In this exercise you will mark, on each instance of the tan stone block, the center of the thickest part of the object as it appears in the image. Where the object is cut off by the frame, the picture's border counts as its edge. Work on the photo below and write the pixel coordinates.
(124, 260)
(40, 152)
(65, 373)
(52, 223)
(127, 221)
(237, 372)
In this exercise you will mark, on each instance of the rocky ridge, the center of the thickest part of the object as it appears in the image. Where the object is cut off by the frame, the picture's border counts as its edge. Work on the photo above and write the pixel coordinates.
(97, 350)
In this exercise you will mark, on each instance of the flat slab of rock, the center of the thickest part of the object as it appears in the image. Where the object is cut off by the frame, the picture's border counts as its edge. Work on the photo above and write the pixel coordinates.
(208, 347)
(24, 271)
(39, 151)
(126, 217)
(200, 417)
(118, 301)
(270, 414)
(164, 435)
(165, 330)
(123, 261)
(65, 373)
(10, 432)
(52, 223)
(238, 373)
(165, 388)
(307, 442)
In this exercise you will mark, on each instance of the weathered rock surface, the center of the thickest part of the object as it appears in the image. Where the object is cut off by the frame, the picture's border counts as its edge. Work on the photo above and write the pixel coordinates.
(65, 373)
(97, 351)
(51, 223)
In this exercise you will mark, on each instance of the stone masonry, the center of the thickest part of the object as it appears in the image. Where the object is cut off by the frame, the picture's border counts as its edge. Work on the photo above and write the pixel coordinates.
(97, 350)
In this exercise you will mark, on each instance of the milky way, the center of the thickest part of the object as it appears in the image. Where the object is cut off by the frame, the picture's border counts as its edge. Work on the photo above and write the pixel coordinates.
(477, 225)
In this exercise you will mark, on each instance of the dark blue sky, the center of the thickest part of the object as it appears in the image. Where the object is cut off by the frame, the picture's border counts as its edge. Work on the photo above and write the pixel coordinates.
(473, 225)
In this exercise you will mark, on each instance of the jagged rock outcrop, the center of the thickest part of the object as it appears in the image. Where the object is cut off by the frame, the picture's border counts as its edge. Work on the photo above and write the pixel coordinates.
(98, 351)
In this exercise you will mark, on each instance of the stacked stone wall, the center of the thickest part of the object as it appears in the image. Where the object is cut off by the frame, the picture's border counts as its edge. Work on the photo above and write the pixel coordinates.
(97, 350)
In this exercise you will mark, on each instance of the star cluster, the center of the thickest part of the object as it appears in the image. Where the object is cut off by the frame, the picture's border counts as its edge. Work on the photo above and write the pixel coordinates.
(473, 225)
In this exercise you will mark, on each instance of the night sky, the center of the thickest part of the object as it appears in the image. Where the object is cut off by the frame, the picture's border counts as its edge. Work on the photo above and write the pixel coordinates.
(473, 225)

---------------

▸ **Exercise details**
Reproduce the listing above word for word, keeping every line in its original order.

▸ **Complete answer**
In this exercise you will mark, on each instance of the tan stone block, the center of the thickest part of the object as it appears in the image. Where the object is cut off by the frame, the picture's border counts as its edge. Work on the photo below and write the pixel coordinates.
(124, 260)
(40, 152)
(65, 373)
(52, 223)
(127, 221)
(237, 372)
In this exercise you will mark, on each instance of the rocky ridge, the center of the thickest part of the object as it appears in the image. Where the object is cut off by the frame, the picture's border counts as its edge. Work on the photo above and write the pixel coordinates.
(97, 350)
In this exercise you will mark, on each instance of the flat slab of rock, the center of the thickest part of the object as it appears in the image. Where the object is cut off by the frame, the picture's border counts as its edge. Work on the photo above and write the pixel coordinates.
(208, 347)
(24, 271)
(39, 151)
(126, 217)
(200, 417)
(118, 301)
(270, 414)
(164, 435)
(165, 330)
(123, 261)
(65, 373)
(10, 432)
(52, 223)
(238, 373)
(165, 388)
(307, 442)
In this exercise you will mark, on each instance of the weathered rock surface, the center of the thickest part of the object as it appears in the image. Where the object is cut off by the frame, the picture's border counts as its edge. Work on the photo above and write the pixel coordinates.
(65, 373)
(97, 351)
(51, 223)
In this exercise you will mark, on each instance of the stone masonry, the center of the thickest part of the object as it appears in the image. Where the object is cut off by the frame, the picture's border counts as its edge. Work on the photo above and write the pixel coordinates.
(97, 350)
In this exercise you will mark, on each instance of the milky way, the center of the thickest part of the object as it appears in the image. Where the object is cut off by the frame, the picture's border counts as its edge. Work on the photo above and write the pixel coordinates.
(477, 225)
In this exercise you will mark, on each instance of the dark blue sky, the center of the thickest part of the object as it appears in the image. Where the object is cut off by the frame, the picture's border counts as its edge. Work on the photo above and write the pixel coordinates.
(473, 225)
In this exercise you will mark, on each instance of the jagged rock outcrop, the center of the thickest part of the object as it appears in the image. Where the object is cut off by the frame, the picture's border counts as its edge. Work on the photo above and write the pixel coordinates.
(98, 351)
In this exercise you will mark, on each instance of the stacked stone wall, the center of the thickest part of the object as it appears in the image. Where the object is cut off by the frame, the picture's border counts as its edge. Work on the photo above and write the pixel coordinates.
(97, 350)
In this exercise you will mark, on each instance of the star cluster, the center of the thickest part of the object as it appears in the image. Where the object is cut off by the frame, the picture's border counts as its edge. Work on the photo above and write the pixel coordinates.
(473, 225)
In this exercise you will mark, on each instance of the night sky, the center of the thickest part of the object as it appears in the image. Where the object is cut off by the frame, the picture's border counts as its edge. Work on the photo above and write the pixel coordinates.
(473, 225)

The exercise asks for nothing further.